| Instructions for the task |
Write out each record exactly and skip every image.
_ _ _ _ _ _ _
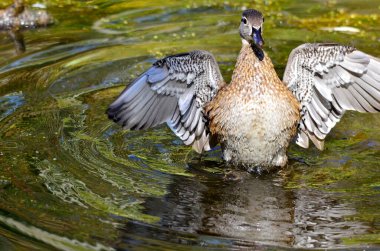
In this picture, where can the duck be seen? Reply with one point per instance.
(18, 16)
(257, 115)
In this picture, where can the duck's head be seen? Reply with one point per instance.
(251, 29)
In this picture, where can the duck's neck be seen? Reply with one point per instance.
(250, 69)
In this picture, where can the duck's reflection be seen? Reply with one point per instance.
(254, 209)
(17, 18)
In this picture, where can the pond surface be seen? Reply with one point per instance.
(70, 179)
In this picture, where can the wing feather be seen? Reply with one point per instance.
(329, 79)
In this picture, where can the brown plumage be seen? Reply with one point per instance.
(256, 116)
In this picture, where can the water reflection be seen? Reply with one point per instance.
(18, 41)
(255, 210)
(19, 17)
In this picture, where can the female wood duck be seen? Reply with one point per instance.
(255, 117)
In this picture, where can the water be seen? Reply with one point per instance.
(70, 179)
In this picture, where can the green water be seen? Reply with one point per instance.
(70, 179)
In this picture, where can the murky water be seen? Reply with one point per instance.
(70, 179)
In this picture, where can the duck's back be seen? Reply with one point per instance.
(255, 116)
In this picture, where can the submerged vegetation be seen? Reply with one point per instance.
(71, 179)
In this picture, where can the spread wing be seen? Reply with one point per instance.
(174, 90)
(329, 79)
_ _ _ _ _ _ _
| Answer section |
In this picture, where can the duck be seen? Reply with one point per instance.
(18, 16)
(257, 115)
In this picture, where can the duck's head be seen? Reply with one point per instance.
(251, 29)
In this picture, where can the duck's neck be seen? Reply with one point per instance.
(250, 69)
In this picture, where can the duck's reflection be seen? Reply with one point per instance.
(254, 209)
(17, 18)
In this picture, where can the pond surface be seen? Reply with one point per instance.
(70, 179)
In this picture, where can the wing feather be seen? Reply with one point per instance.
(329, 79)
In this picture, where can the brown plumage be seen? Reply with one point per instance.
(256, 116)
In this picture, where can the water reflection be seen? Reply with one point per instance.
(18, 41)
(255, 210)
(19, 17)
In this picture, where can the female wood duck be seen? Reply with one point per instance.
(255, 117)
In this picture, where can the water be seen? Reply with one point per instance.
(70, 179)
In this picture, where can the green water be seen? Reply with one point per instance.
(70, 179)
In this picture, where can the murky water be seen? Reply with one point per instance.
(70, 179)
In this picture, where can the duck's back be seen? Reply with one point per instance.
(255, 116)
In this picture, where can the submerged vegetation be seen? Reply with one point per instance.
(71, 179)
In this picture, where can the spread wing be seen? Reply with one point per instance.
(174, 90)
(329, 79)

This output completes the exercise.